▶

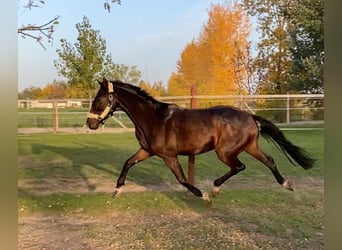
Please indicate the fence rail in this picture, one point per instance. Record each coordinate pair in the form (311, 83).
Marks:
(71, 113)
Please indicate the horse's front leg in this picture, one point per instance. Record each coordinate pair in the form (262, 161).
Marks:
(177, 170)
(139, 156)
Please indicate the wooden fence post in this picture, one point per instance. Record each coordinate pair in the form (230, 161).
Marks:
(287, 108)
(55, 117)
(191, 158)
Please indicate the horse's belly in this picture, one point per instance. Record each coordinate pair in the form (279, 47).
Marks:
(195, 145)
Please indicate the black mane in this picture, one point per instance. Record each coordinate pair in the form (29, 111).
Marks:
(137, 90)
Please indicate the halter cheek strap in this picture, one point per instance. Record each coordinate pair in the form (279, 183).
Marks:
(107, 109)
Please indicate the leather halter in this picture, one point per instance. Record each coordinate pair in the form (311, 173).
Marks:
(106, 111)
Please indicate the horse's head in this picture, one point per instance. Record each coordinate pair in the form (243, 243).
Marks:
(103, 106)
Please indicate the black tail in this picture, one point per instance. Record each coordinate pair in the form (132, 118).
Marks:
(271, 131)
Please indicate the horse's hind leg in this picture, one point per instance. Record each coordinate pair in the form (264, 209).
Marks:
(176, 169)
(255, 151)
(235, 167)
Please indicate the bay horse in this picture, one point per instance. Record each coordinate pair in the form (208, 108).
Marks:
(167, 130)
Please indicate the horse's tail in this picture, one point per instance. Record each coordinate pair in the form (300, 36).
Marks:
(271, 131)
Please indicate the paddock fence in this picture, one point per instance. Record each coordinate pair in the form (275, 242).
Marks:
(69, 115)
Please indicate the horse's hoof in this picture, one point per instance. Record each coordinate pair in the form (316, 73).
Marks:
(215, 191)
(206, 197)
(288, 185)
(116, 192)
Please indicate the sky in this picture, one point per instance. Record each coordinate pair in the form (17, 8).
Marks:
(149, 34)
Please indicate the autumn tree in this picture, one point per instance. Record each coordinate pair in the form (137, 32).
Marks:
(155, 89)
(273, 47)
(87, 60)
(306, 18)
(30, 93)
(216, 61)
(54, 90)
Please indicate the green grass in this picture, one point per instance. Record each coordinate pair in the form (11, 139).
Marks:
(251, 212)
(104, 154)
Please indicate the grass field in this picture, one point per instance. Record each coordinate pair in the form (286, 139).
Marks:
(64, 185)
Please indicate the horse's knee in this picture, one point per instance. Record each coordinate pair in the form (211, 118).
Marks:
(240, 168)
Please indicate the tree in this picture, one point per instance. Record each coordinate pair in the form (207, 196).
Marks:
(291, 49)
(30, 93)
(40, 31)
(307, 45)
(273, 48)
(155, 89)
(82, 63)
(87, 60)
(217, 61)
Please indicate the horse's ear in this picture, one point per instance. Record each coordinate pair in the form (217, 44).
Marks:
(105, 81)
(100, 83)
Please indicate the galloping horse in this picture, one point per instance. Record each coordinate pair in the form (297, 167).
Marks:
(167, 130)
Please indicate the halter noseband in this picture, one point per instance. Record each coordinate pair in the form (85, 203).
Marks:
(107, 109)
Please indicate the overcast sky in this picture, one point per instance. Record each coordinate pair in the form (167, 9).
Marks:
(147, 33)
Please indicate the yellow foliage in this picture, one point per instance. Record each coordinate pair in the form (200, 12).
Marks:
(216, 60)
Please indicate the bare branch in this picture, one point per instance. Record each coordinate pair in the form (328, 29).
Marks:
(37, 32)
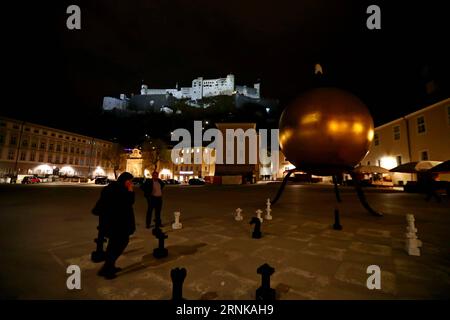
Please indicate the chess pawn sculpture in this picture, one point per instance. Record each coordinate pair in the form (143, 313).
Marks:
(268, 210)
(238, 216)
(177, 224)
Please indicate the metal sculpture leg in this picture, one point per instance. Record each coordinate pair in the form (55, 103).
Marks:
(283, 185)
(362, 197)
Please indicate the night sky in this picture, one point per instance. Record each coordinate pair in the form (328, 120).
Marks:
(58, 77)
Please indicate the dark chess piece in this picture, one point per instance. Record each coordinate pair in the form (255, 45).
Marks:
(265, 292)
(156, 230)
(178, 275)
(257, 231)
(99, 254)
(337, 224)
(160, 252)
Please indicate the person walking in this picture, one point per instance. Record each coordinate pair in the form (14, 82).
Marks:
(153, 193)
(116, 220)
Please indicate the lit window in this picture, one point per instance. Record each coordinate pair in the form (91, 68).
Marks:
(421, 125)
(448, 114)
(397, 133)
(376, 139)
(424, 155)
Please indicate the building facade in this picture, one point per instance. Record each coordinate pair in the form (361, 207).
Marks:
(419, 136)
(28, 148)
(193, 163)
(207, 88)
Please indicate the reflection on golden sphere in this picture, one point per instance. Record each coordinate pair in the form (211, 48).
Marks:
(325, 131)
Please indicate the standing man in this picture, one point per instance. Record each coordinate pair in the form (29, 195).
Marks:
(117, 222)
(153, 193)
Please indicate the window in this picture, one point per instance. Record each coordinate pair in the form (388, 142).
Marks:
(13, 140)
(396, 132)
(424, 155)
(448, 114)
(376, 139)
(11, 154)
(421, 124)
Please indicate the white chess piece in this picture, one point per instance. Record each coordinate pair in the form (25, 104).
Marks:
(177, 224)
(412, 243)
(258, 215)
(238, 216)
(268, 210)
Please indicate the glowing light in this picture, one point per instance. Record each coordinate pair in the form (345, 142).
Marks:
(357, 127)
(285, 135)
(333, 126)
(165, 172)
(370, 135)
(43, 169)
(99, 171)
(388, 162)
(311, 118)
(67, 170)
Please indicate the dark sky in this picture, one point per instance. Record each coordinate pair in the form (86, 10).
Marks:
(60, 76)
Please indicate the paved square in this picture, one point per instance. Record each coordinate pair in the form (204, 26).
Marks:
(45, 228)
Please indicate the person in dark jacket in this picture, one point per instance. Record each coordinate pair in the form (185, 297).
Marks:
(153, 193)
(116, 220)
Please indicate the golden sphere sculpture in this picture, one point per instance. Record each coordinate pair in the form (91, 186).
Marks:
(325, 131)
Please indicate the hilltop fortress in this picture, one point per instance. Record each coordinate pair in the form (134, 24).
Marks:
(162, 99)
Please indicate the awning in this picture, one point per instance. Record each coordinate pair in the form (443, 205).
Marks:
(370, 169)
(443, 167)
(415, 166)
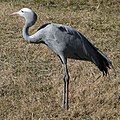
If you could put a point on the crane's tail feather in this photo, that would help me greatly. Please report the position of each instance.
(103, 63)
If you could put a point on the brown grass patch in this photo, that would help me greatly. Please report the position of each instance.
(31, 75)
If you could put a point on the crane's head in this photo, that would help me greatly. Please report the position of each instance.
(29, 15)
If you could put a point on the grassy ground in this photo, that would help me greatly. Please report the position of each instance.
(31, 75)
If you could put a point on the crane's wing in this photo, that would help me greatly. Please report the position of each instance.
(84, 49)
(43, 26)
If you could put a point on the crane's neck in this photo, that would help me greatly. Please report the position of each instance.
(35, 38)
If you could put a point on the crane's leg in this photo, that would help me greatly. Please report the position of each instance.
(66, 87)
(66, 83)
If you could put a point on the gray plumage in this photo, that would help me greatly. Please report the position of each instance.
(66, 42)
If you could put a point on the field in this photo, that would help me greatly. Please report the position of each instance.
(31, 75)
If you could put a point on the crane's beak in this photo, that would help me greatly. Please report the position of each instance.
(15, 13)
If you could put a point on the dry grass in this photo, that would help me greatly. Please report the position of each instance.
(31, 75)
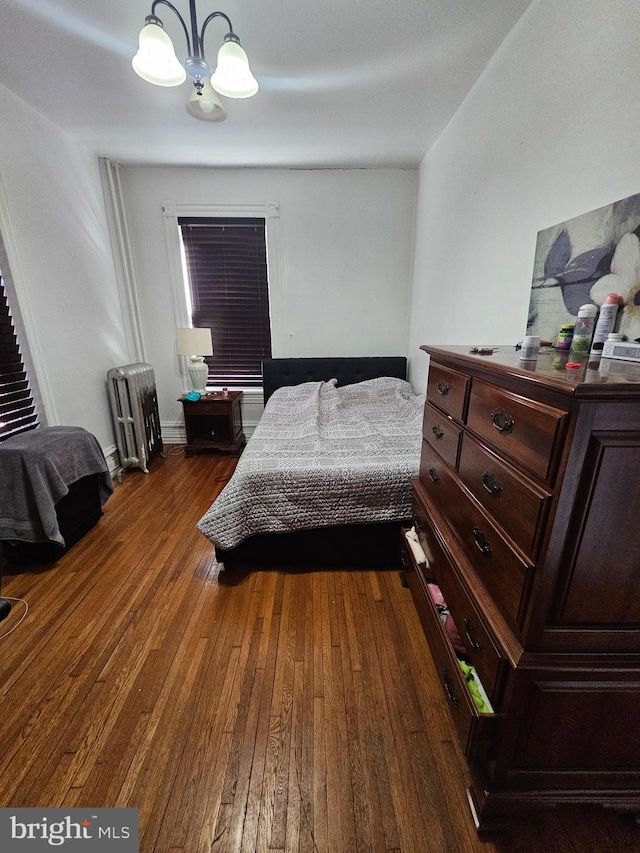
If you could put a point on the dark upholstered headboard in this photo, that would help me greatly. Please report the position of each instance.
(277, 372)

◀
▶

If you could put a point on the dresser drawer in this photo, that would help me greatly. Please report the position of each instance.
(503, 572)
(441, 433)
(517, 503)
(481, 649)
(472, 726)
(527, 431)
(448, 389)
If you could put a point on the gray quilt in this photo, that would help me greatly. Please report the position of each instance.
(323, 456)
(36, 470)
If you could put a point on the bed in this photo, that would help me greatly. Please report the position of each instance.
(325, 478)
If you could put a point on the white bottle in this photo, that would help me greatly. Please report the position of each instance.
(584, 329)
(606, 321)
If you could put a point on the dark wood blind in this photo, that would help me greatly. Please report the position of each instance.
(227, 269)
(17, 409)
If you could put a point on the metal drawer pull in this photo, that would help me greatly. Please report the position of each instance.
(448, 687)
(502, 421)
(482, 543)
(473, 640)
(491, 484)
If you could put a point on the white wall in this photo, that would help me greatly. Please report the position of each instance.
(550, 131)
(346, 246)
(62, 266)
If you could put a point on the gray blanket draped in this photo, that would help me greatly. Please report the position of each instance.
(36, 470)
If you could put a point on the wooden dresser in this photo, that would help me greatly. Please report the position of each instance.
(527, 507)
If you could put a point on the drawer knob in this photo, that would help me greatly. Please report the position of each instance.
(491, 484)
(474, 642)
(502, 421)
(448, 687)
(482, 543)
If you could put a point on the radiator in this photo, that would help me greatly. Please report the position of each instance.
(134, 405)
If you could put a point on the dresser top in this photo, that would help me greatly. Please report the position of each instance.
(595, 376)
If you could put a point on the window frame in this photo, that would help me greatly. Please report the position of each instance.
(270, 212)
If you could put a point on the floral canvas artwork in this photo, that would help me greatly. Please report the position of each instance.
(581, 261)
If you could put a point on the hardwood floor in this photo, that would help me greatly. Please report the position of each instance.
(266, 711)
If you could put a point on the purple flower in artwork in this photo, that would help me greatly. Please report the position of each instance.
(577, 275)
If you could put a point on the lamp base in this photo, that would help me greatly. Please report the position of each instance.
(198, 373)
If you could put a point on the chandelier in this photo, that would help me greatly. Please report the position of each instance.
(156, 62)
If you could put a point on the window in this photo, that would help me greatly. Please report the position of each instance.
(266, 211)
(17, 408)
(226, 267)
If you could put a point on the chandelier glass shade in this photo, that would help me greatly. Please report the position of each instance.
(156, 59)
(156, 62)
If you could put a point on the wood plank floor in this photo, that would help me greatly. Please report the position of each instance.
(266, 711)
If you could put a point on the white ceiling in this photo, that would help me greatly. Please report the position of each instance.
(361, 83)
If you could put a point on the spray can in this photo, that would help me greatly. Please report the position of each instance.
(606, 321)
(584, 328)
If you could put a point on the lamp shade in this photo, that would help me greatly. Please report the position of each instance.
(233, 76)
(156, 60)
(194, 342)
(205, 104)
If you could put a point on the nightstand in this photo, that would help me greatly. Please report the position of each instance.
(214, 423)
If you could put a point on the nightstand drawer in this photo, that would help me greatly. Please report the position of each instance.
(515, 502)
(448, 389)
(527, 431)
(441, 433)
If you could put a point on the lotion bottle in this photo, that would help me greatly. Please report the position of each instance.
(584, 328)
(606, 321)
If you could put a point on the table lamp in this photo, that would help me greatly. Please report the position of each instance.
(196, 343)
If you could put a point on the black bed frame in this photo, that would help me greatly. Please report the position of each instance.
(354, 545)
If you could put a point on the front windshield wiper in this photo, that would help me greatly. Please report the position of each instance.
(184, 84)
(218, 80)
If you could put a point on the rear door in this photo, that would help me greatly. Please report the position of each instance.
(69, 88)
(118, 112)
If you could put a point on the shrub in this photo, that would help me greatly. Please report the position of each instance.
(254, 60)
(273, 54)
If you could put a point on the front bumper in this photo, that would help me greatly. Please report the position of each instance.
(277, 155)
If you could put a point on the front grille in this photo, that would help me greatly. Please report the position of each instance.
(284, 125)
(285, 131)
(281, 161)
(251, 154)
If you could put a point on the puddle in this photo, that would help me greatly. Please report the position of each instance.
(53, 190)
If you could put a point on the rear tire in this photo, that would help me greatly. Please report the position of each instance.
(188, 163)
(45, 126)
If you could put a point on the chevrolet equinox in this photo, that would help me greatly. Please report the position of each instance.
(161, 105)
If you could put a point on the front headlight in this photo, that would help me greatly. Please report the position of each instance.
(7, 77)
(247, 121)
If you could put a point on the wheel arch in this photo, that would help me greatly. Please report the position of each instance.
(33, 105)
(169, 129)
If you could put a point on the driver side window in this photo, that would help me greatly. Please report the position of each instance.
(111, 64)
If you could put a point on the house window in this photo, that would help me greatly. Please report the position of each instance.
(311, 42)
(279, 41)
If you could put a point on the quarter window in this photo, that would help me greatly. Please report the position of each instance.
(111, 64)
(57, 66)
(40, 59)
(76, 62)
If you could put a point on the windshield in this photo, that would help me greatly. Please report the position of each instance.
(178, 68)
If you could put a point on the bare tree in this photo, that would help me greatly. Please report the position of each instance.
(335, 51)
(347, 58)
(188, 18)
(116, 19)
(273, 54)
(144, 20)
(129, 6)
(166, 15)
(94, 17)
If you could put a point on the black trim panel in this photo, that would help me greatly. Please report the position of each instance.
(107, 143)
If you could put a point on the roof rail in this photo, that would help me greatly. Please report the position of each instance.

◀

**Exercise prompt:**
Using the listing above, show each line with the word "halter" in it.

**Answer section:**
Please indicate the halter cheek strap in this picture, one point per instance. Record each coordinate pair in the form (279, 183).
Please indicate the leather halter in this picture, one point per instance. Record each coordinate pair in the form (311, 173).
Please indicate the halter noseband in this picture, one point per instance. Record each coordinate pair in the form (85, 203).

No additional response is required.